— start of Extract to read —

# Last years outside round bale,usable?



## ufo_chris (Apr 30, 2010)

I have one round bale left from last year, mostly grass,been outside the whole time,pretty dry summer though, can I still feed it to the cows?
Now I know they say with all hay ,if it's not moldy, but I usually see some mold on all outside bales.
It looks pretty weathered but so do this years first cutting.
Or maybe peel off a good part first?
Thanks, Chris


----------



## ksfarmer (Apr 28, 2007)

We almost always have left over bales to feed. It's not as high in quality as fresh and there may be more waste as cattle will dig through the outer layer to eat on the fresher hay towards the middle of the bale. A lot depends on how much rain and how wet the ground under the bale is. Usually at least 75% of the bale is decent hay. I would feed up any left over hay before starting on this years hay, because the cattle are more reluctant to eat last years if they have tasted this years fresher hay. It might help if you peel off some of the outer layer.

— end of Extract to read —
— start of Given data —

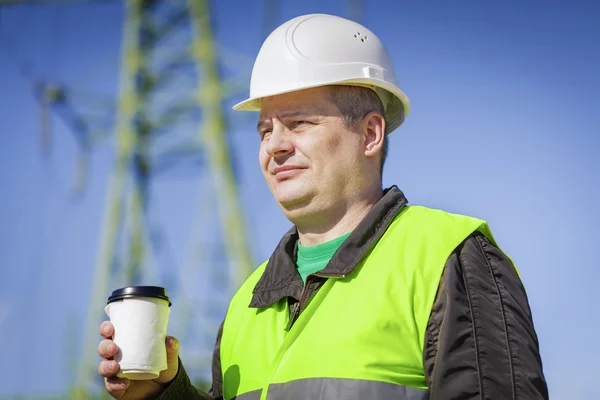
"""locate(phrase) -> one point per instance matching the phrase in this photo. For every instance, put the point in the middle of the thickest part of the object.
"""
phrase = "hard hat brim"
(254, 103)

— end of Given data —

→ **Given instruction 1**
Reproduce, word for word, the part of the hay bale thread starting at "I have one round" and ending at "(Apr 28, 2007)".
→ **Given instruction 2**
In the hay bale thread, how much of a leftover bale is usually decent hay?
→ **Given instruction 3**
Carry on the hay bale thread from the point where it stops.

→ **Final answer 1**
I have one round bale left from last year, mostly grass,been outside the whole time,pretty dry summer though, can I still feed it to the cows?
Now I know they say with all hay ,if it's not moldy, but I usually see some mold on all outside bales.
It looks pretty weathered but so do this years first cutting.
Or maybe peel off a good part first?
Thanks, Chris


----------



## ksfarmer (Apr 28, 2007)

→ **Final answer 2**
Usually at least 75% of the bale.

→ **Final answer 3**
----------



## springvalley (Jun 23, 2009)

Yes, just peel the outside off, and give it to your cattle. Easiest way to peel them is to tip them up on end and find how deep the nasty stuff is, and take it off all the way around. > Thanks Marc


----------



## arnie (Apr 26, 2012)

Don't waste it give it to the cows they will pick through itand eat what is still good a lot depends on how hungry they are


----------



## tinknal (May 21, 2004)

Yep, the cows will figger out which part is food, and which part is bedding.


----------



## AJohnston (Aug 17, 2012)

When it comes to round bales, we'll feed even if they've been sitting out for awhile. While I don't have cattle, the horses are smart enough to pick around anything that's non-digestable.


----------



## Copperhead (Sep 12, 2011)

The local farmers give me their old, weathered bales for free . . . I use them for bedding and feed for the pigs!


----------



## PaulNKS (Jan 11, 2009)

The nice thing about round bales, is that by design, they shed most of the water. So, even after they set out and get wet, snow, ice, etc. only the outside layer will be affected and even then it isn't bad. There is also sometimes rot on the bottom, but nothing to worry about. Feed it. Goats, cattle, horses, etc will still find plenty good stuff to eat in that bale.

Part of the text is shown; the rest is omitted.